▶ **ASSIGNED TASK**
All lines holding the word "below" should be located in the records and copied.

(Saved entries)
· · · ·

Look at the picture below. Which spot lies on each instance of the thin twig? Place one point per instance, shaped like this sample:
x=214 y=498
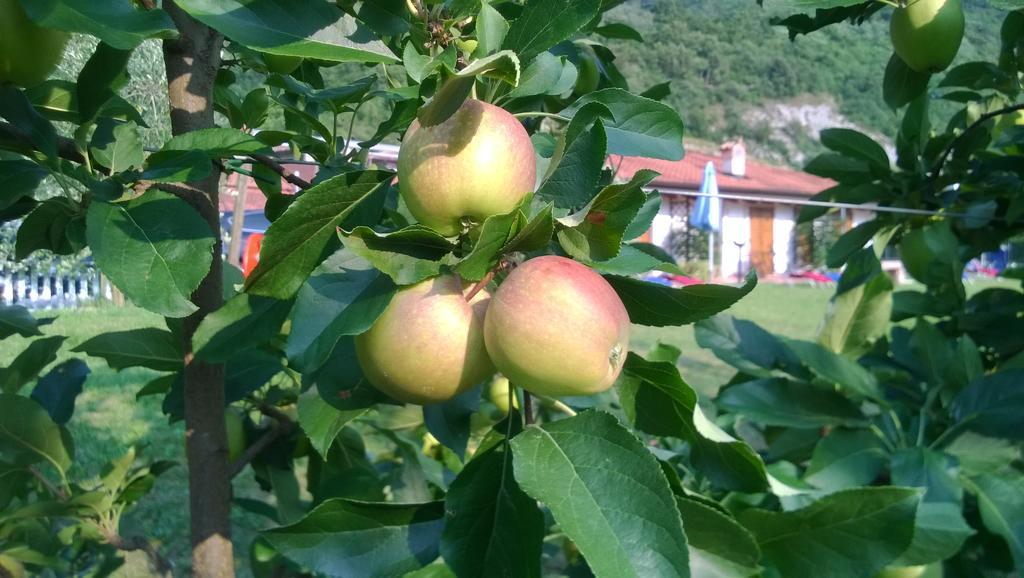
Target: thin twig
x=276 y=167
x=981 y=120
x=479 y=286
x=527 y=407
x=283 y=426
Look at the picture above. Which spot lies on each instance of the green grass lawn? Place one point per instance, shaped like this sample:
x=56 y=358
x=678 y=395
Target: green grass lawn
x=108 y=418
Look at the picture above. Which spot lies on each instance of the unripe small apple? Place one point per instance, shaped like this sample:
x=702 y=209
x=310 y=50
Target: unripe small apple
x=29 y=52
x=499 y=394
x=236 y=434
x=282 y=65
x=477 y=163
x=927 y=34
x=557 y=328
x=902 y=572
x=427 y=346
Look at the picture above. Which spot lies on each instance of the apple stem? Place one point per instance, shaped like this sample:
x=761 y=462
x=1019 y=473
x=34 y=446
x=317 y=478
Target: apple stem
x=527 y=407
x=479 y=286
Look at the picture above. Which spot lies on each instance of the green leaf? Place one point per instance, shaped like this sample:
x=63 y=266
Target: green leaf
x=901 y=84
x=29 y=363
x=657 y=402
x=318 y=31
x=854 y=533
x=343 y=296
x=657 y=305
x=150 y=346
x=297 y=241
x=492 y=526
x=117 y=24
x=858 y=317
x=100 y=79
x=640 y=127
x=720 y=547
x=780 y=402
x=28 y=435
x=323 y=422
x=18 y=178
x=938 y=534
x=856 y=145
x=491 y=30
x=847 y=458
x=18 y=112
x=117 y=146
x=408 y=256
x=245 y=321
x=156 y=248
x=496 y=233
x=15 y=319
x=1000 y=499
x=57 y=389
x=571 y=182
x=607 y=494
x=349 y=538
x=836 y=369
x=546 y=23
x=222 y=142
x=745 y=345
x=598 y=230
x=993 y=404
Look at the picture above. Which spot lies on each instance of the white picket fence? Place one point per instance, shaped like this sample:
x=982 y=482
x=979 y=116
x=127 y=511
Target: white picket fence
x=49 y=290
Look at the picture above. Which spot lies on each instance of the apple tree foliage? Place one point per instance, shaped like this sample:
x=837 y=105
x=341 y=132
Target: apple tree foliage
x=879 y=445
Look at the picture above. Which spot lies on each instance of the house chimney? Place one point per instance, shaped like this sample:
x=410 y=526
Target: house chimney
x=734 y=158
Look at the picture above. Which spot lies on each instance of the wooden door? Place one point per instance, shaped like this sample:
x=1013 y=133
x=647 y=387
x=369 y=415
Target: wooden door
x=762 y=255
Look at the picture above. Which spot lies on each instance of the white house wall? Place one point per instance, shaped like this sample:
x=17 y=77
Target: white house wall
x=782 y=226
x=735 y=229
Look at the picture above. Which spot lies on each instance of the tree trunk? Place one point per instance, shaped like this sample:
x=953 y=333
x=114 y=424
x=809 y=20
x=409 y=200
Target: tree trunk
x=192 y=62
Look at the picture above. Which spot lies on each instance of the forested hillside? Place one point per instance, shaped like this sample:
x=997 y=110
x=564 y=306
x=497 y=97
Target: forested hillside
x=733 y=74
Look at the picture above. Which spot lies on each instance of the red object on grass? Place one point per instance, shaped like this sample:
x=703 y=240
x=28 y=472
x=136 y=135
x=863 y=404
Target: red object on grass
x=251 y=257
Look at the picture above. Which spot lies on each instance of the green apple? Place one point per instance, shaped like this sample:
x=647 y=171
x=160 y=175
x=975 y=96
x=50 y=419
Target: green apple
x=282 y=65
x=10 y=568
x=477 y=163
x=498 y=393
x=236 y=434
x=427 y=346
x=902 y=572
x=29 y=52
x=927 y=34
x=557 y=328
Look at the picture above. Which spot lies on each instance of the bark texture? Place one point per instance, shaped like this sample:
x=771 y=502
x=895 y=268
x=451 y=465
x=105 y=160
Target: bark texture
x=192 y=62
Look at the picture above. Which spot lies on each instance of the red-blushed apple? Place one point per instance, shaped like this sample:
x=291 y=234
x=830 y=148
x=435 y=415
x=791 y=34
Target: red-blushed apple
x=557 y=328
x=927 y=34
x=477 y=163
x=427 y=346
x=29 y=52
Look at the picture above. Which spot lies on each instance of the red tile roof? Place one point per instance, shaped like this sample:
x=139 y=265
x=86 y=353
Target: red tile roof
x=760 y=178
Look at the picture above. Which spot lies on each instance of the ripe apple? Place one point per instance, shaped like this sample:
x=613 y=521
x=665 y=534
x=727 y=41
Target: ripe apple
x=282 y=65
x=927 y=34
x=476 y=164
x=427 y=346
x=236 y=435
x=557 y=328
x=29 y=52
x=902 y=572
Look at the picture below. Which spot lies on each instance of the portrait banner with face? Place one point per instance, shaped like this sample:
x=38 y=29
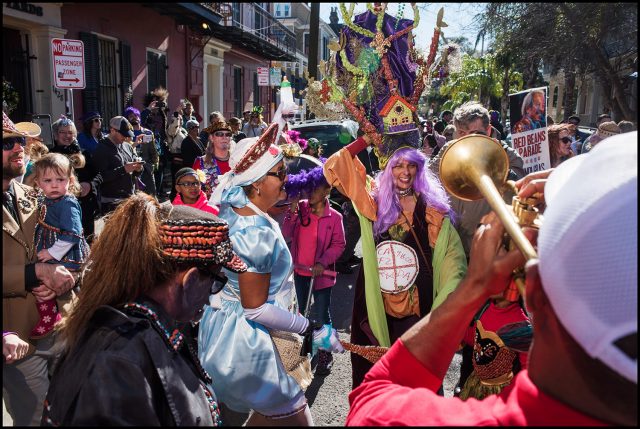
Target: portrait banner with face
x=529 y=128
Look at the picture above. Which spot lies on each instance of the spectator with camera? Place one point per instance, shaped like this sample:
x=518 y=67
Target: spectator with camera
x=191 y=147
x=145 y=149
x=117 y=163
x=154 y=117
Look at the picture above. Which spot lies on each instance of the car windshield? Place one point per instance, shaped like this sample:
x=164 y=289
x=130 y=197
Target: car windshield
x=332 y=137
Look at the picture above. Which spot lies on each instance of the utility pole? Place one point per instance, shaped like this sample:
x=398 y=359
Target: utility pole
x=314 y=36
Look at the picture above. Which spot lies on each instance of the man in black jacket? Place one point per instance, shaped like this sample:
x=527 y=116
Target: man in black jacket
x=191 y=147
x=116 y=161
x=129 y=355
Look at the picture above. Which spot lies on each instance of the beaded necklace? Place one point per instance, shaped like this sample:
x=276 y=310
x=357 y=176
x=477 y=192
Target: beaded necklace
x=404 y=193
x=175 y=341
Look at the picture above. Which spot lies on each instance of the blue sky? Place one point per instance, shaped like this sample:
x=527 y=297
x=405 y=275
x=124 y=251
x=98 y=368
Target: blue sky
x=457 y=15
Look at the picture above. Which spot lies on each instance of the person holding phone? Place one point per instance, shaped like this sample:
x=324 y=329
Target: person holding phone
x=117 y=164
x=144 y=144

· · · ·

▶ **PROBLEM SOLUTION**
Look at the picture below. Which spot lies on each instance of the thin twig? Place one point per instance, shaped like this sample:
Look at the picture below. Which spot lies on each instance of the portrait banner with face? Place one point per instance, shaped like this sample:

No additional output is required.